:: Tasks to complete ::
1/ Answer these questions using the Naked Mini computer text.
(a) What nickname were the faster redesigned LSI-2 systems known by?
(b) In which two kinds of machines did Naked Mini products see extensive use?
(c) What does SCOUT stand for?
2/ Write what comes next in the Naked Mini computer text, starting after its last sentence.

:: Page excerpt ::
In the late 1970s, a major redesign of the LSI-2 took place to integrate the two piggyback cards into the main full card, this became the 2/40 and 2/120. Another enhancement to speed operation was the introduction of cache in the form of another full card, plus an expansion of memory with 64K semiconductor modules in the form of a full card becoming available. Again the restrictions of the 16-bit address bus still meant bank switching was a necessity for memory-greedy applications. The increase speed of the "Super 2", as the systems were known, required a new revision of motherboard but this was backwards-compatible with the earlier systems.

Another product range emerged in the late 1970s, the Naked Mini 4 range of systems. These were still implemented in TTL but used a different and enhanced instruction set. They ranged from the 4/10, which was a half card replacement for the 3/05, through the full card 4/30 to the 4/95. Although there was some compatibility with a few of the I/O cards from the LSI-2, everything about the NM4 series was generally speaking unique. Naked Mini products saw extensive use in early computer controlled typesetting machines and automatic teller machines.

The 4/10 processor was based on a pair of custom LSI integrated circuits, the DATA chip and the CONTROL chip. The custom chips were fabricated by Western Digital and another California-based company was a second source. The microcode for controlling these chips was stored in four 8-bit wide bipolar PROMs. In 1978, the Richardson, Texas manufacturing facility added a small engineering development group headed by Frank J. Marshall that was tasked with building a small, low-cost 16-bit mini-computer product line using the LSI 4/10 custom chips. The resulting product line was the 4/04, also known as the SCOUT (Small Computer Optimized for Use by the Thousands) or Naked Milli. The 4/04 system used small (around 6 x 9 inches) circuit boards and made heavy used of PAL logic chips. The boards plugged into a chassis that had 4 to 12 slots for cards. One side of the chassis was the system power supply, which was 5 volt only. Boards that needed other voltages generated them with small DC-DC converters. The SCOUT had many advanced features for its time including built-in self test diagnostics, a plug-and-play driver and bootloader facility, and automatic memory address allocation for memory boards.

Records from a data source
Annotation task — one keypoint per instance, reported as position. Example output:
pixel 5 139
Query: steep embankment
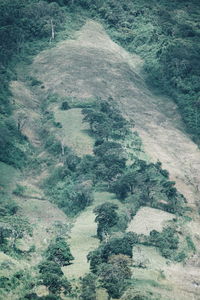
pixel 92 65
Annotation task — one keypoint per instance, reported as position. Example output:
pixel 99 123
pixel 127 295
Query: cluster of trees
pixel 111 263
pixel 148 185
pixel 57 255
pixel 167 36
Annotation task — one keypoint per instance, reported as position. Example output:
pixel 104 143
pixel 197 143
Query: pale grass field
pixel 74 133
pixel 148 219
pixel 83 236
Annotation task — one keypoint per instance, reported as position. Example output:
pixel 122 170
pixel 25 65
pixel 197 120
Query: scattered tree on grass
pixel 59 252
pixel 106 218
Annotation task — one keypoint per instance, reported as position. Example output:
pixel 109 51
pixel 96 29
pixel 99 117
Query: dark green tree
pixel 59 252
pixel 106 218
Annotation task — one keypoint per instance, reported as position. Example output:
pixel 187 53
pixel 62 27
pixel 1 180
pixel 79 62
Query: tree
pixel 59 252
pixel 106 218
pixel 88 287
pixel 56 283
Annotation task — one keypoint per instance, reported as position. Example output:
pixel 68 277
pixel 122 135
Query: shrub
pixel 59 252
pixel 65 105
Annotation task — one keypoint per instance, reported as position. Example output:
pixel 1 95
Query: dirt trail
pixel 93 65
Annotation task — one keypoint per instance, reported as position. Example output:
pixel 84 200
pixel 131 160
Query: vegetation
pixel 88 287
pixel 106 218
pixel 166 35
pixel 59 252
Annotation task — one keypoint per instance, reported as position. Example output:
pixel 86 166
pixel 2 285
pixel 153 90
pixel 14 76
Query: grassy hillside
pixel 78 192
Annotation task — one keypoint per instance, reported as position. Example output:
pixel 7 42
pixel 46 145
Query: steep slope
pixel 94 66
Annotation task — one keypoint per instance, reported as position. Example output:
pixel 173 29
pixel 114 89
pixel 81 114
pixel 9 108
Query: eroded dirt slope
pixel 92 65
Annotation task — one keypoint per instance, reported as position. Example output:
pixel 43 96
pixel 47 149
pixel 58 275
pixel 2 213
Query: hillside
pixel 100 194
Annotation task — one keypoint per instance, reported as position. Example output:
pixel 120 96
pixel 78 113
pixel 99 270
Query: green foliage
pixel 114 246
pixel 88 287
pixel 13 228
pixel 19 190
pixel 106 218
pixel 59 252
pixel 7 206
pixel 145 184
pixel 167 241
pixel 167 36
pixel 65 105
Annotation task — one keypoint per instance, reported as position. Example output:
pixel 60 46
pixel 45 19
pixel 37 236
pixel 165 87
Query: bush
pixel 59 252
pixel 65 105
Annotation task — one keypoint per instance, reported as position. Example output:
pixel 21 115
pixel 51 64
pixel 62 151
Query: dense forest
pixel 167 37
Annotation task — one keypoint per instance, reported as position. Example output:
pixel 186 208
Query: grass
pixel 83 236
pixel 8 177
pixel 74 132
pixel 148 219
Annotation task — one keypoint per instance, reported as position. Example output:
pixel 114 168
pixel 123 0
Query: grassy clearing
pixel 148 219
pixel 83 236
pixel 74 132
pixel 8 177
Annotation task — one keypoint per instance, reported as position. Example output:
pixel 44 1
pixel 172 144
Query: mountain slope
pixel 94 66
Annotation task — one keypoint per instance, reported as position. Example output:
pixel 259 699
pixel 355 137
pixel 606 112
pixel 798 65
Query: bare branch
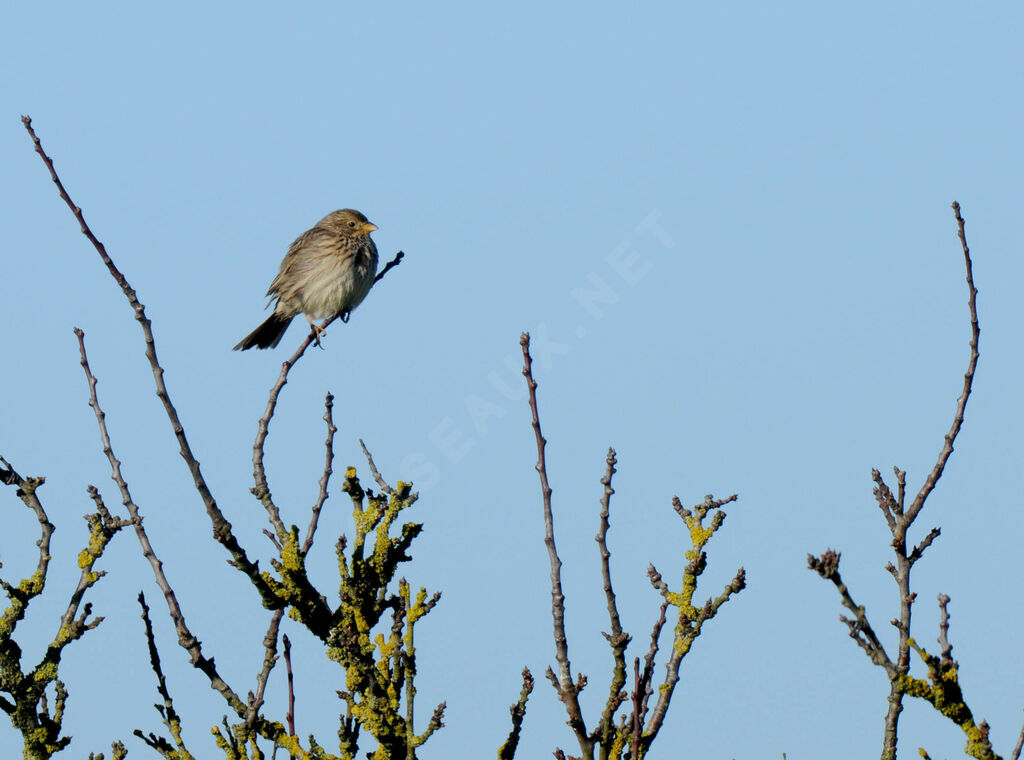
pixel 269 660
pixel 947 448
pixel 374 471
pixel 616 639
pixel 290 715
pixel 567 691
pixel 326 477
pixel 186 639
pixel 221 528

:: Results for each task ::
1/
(a) The "Super 2"
(b) Early computer controlled typesetting machines and automatic teller machines
(c) Small Computer Optimized for Use by the Thousands

2/
As Computer Automation moved into the 1980s, it became apparent that the concept of the minicomputer was becoming obsolete. Microprocessors such as the 8080, Z80 and 6502 could be incorporated into much process control equipment. The marketing and engineering groups at Computer Automation realized this and proposed a new product line and direction for the company to be called "Triad". This was to be based on Motorola microprocessors on the VME or Versa bus and running a Unix-based operating system. Dave Methvin, the founder and president of the company was adamantly opposed to non-proprietary systems and architectures and killed the project.

Computer Automation consisted of three divisions:

- Naked Mini which sold minicomputers to OEMs, where they were used in process control.

- IPD (Industrial Products Division) manufactured automatic test equipment. Computer Automation had designed an ATE to production test its own product in-house. CA decided this was a marketable product which was dubbed "Capable". The first Capable testers used an Alpha 16, later models used the LSI-2. These were functional ATE which ran a program against the UUT (Unit Under Test) to exercise all logic functions. A later development was the Marathon in-circuit tester, which as the name suggests measured viability of components in-circuit.

- SyFa (Systems for Access) manufactured programmable distributed data processing systems using the LSI 2/60 and later the 2/120 as the core. These were used by many companies to perform jobs such as stock control, order processing, etc. Originally the systems were manufactured and assembled in the States and shipped to the UK for commissioning, but by the late seventies a production facility was in place at a separate unit at Maple Cross near Rickmansworth in England.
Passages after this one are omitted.